EXERCISE DIRECTIONS
Write out each of the following lines without changing anything.
--- START OF RECORD EXTRACTS ---
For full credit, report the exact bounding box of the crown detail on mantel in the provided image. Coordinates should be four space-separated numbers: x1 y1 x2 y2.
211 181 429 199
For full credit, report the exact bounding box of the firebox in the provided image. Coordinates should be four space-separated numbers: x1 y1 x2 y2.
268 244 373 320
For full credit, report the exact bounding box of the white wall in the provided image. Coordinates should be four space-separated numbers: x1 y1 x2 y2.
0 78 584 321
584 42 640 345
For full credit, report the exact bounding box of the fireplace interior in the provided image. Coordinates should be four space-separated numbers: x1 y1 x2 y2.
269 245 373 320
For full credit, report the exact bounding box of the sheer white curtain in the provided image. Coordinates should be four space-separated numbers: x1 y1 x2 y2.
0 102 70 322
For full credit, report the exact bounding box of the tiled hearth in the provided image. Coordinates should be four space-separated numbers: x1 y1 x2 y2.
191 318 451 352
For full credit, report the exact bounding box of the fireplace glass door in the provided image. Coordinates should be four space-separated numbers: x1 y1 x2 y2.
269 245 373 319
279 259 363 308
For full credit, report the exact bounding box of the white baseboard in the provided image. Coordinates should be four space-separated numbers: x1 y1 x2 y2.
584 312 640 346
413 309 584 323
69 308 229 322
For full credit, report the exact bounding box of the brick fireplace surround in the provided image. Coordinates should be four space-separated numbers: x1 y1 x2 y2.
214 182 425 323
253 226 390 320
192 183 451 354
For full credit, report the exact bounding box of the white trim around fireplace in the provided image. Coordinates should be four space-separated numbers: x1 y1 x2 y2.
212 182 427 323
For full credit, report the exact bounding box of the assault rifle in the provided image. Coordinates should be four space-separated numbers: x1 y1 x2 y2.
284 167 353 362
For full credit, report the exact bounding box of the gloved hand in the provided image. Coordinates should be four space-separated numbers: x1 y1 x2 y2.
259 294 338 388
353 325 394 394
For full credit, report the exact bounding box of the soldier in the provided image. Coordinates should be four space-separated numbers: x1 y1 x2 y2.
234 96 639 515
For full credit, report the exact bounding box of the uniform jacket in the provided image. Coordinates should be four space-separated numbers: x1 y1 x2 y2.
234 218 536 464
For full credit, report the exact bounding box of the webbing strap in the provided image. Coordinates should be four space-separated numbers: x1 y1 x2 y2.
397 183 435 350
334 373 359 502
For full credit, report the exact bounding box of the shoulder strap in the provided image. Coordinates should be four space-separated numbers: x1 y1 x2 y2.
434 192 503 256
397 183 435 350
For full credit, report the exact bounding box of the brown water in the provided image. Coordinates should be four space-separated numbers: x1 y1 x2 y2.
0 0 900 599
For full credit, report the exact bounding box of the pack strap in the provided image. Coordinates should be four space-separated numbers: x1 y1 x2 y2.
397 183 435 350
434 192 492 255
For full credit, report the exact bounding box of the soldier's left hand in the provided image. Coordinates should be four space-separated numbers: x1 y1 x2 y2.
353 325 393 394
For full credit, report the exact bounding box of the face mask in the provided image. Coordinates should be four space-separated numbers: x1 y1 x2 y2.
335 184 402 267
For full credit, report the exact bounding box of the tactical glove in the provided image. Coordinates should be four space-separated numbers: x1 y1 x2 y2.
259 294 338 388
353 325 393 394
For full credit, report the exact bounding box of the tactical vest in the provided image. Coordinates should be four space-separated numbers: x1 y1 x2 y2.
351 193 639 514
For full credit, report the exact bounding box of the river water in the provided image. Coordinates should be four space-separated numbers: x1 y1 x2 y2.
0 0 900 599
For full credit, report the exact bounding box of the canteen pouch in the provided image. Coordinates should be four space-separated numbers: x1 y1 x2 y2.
--- END OF RECORD EXTRACTS ---
WRITTEN RESPONSE
For full credit, report the exact bounding box of the crown detail on mantel in the provided image. Coordinates should be four space-separated numbers: x1 y1 x2 y2.
211 181 429 199
For full credit, report the exact bounding box of the firebox in the provided image. Coordinates should be four space-separated numbers: x1 y1 x2 y2.
268 244 373 320
For full credit, report the exact bounding box of the white wall in the provided image. Coordinates should be four space-separated numbers: x1 y1 x2 y2.
0 78 584 321
584 42 640 345
For full credit, report the exact bounding box of the fireplace interior in the provided image. Coordinates should be four space-separated numbers: x1 y1 x2 y2.
269 245 373 320
For full credit, report the exact bounding box of the sheer white curtain in the provided image. Coordinates should be four space-separated numbers: x1 y1 x2 y2.
0 102 70 322
For full credit, report the exact bounding box of the tiled hearth in the provided image. Coordinates should be four space-separated numbers: x1 y1 x2 y2.
191 318 451 352
For full credit, report the exact bounding box of the fireplace glass door in the provided image. Coordinates should be four space-separated numbers: x1 y1 x2 y2.
269 245 373 319
279 259 363 308
For full credit, report the exact bounding box of the white baseboard in the provided image. Coordinates should be four space-separated numbers: x1 y1 x2 y2.
584 312 640 346
413 309 584 323
69 308 229 322
For full credit, report the exact bounding box of the brick fireplace surround in the provided image. Coordinates should be four space-separated numbers: x1 y1 x2 y2.
214 182 425 323
253 226 390 320
192 183 451 354
For full credit, report the exact bounding box of the white trim around fireplace in the provided image. Coordinates should be four space-separated numbers: x1 y1 x2 y2.
212 182 427 323
For full credit, report the exact bounding box of the assault rifle in the provided image. Coordinates should be four space-separated numbers: x1 y1 x2 y2.
284 167 353 362
For full credit, report the exact bounding box of the gloved hand in the provided image. Coordinates should be four space-separated numbers: x1 y1 x2 y2.
259 294 338 388
353 325 394 394
For full credit, report the exact bounding box of the soldier in the provided image. Coordinates should be four space-separated numbers: x1 y1 x2 y2.
234 96 639 515
For full credit, report the exact bounding box of the uniform jacket in the provided image. Coordinates should be four space-separated numbers: x1 y1 x2 y2.
234 218 536 464
For full credit, report the exact bounding box of the webbing strap in the provided image. Coordinates should be four space-separated numbers: x1 y1 x2 y2.
397 183 435 350
334 373 359 502
For full credit, report the exact bounding box of the shoulder strap in the provided image. Coordinates should be four space-separated numbers: x1 y1 x2 y2.
434 192 503 256
397 183 435 350
For full credit, report the exact bounding box of the brown water in the provided image. Coordinates should be four space-separated numbers: x1 y1 x2 y2.
0 0 900 599
For full credit, report the exact bounding box of the pack strap in the provided image. Coordinates should be four space-separated numbers: x1 y1 x2 y2.
397 183 435 350
434 192 492 255
For full credit, report the exact bounding box of the soldier's left hand in the provided image. Coordinates should be four space-separated numbers: x1 y1 x2 y2.
353 325 393 394
For full credit, report the exact bounding box of the face mask in the provided image. Coordinates should be four space-separated numbers: x1 y1 x2 y2.
335 184 402 267
For full credit, report the exact bounding box of the tactical glove in the provided image. Coordinates should be four space-separated numbers: x1 y1 x2 y2.
259 294 338 388
353 325 393 394
For full credit, report the exact bounding box of the tactical vest in the provided image. Coordinates should be four space-separated numbers: x1 y1 x2 y2.
351 193 639 514
For full credit, report the exact bounding box of the river water in the provided image. Coordinates should be four space-separated numbers: x1 y1 x2 y2.
0 0 900 599
For full credit, report the exact bounding box of the canteen pouch in the provided image. Coordinates should be four space-separated numbers: x1 y1 x2 y2.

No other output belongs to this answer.